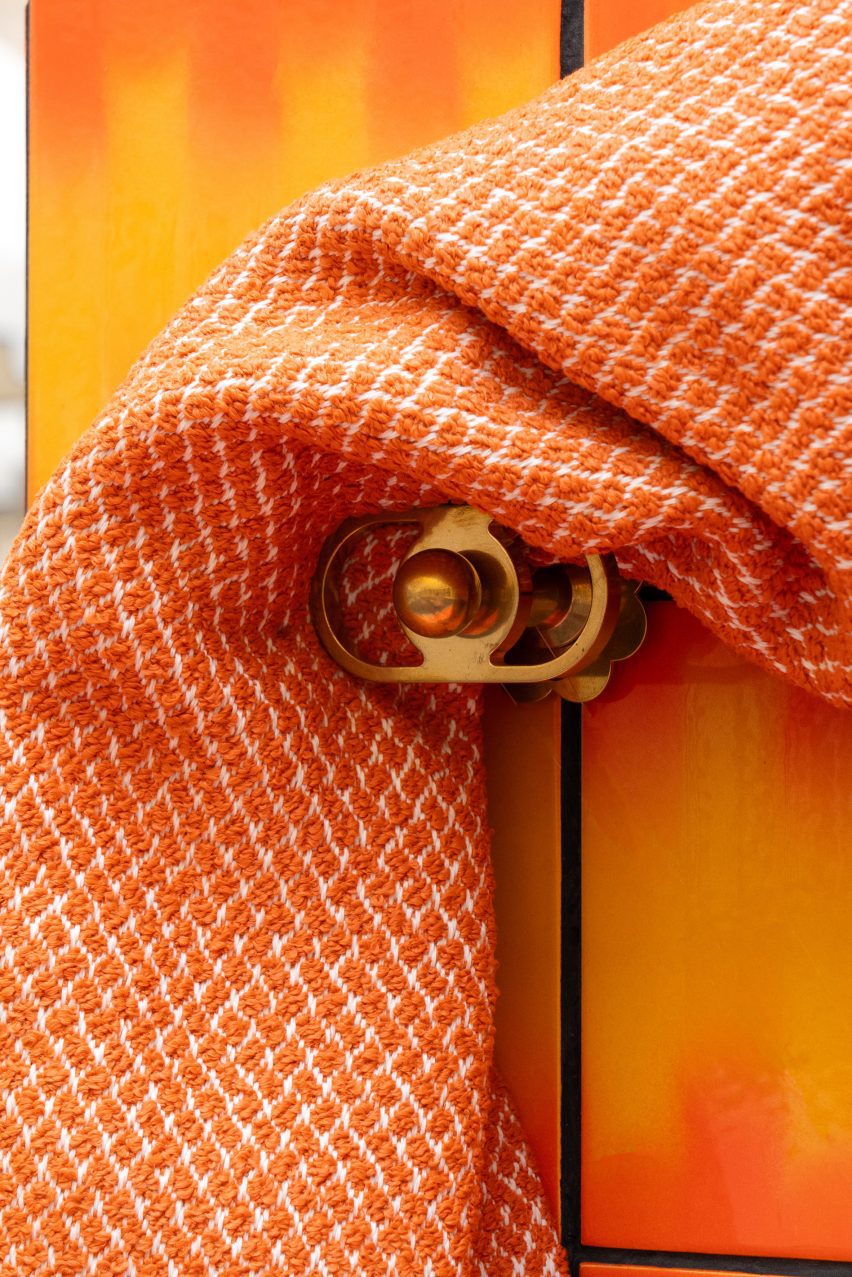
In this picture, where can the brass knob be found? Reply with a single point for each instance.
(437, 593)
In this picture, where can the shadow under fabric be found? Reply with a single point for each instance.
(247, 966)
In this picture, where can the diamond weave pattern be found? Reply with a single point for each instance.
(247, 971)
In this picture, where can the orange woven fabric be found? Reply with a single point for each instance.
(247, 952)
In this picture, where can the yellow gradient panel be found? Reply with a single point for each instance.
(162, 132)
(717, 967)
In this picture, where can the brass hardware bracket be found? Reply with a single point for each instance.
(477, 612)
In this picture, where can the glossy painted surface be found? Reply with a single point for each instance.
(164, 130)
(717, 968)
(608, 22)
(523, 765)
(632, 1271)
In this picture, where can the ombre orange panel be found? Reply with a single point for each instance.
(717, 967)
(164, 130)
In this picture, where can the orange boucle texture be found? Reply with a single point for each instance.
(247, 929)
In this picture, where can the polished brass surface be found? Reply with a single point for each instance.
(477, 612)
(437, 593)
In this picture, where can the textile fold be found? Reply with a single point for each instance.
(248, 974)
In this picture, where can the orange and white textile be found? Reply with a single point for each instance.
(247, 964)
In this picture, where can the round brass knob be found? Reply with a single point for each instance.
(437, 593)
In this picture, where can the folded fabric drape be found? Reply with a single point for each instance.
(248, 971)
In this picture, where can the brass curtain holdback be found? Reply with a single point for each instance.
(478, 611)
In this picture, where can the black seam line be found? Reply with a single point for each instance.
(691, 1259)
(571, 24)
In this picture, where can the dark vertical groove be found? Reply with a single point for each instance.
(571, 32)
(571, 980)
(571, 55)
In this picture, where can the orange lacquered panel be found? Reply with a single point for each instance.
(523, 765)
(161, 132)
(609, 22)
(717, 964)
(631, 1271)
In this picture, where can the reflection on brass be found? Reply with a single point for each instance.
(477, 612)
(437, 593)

________

**EXERCISE DESCRIPTION:**
Quote the listing above word for word, leaving out the picture.

**FINAL RESULT:**
In this picture, where can the brass knob be found? Reply with a single point for each instance.
(437, 593)
In this picture, where can the shadow under fabric be found? Reply with a single point for each instance.
(247, 966)
In this picture, where can the diamond weave pattern be found? Reply with a single point for each instance.
(247, 971)
In this picture, where can the orange woven fabric be found? Reply with a single point for each instance.
(247, 952)
In this picture, where can the yellow gradient panel be found? Reply with a single point for each instance.
(162, 132)
(717, 967)
In this picture, where can the brass hardware bracket be found? Reply with a single point for each instance.
(477, 612)
In this picture, where can the glossy painted surface be found? Reply with a single point for each instance.
(164, 130)
(717, 968)
(608, 22)
(523, 765)
(632, 1271)
In this picture, where can the ombre orange panel be found? Reply with a single point for each instance.
(717, 967)
(164, 130)
In this picture, where can the orange boucle texture be found? Reply with a single point for each instance.
(247, 929)
In this picture, where can the polished brass surface be found? Reply with a single point for each instance.
(477, 612)
(437, 593)
In this picture, where can the textile fold be found? Reply with a single point for each instance.
(248, 974)
In this picture, where can the orange and white textile be found? Reply with a single point for each instance.
(247, 964)
In this picture, where can the round brass knob be found? Reply with a single point for each instance.
(437, 593)
In this picture, where can the folded fabric drape be found? Reply with a single point for each instance.
(248, 971)
In this picture, where can the brass curtain holdback be found? Reply with a single point for each instance.
(478, 611)
In this picture, where can the black seam line be found? Reply with a single point for each instance.
(691, 1259)
(571, 24)
In this picture, where can the dark vertical groove be found? Reply with a single point for each instance.
(571, 32)
(571, 980)
(571, 55)
In this picture, where can the orange lacquered panel be found? Reply with a single point for each instance.
(523, 765)
(161, 132)
(609, 22)
(717, 964)
(631, 1271)
In this picture, where can the reflection on brass be found? Reply with a single point for each instance.
(477, 612)
(437, 593)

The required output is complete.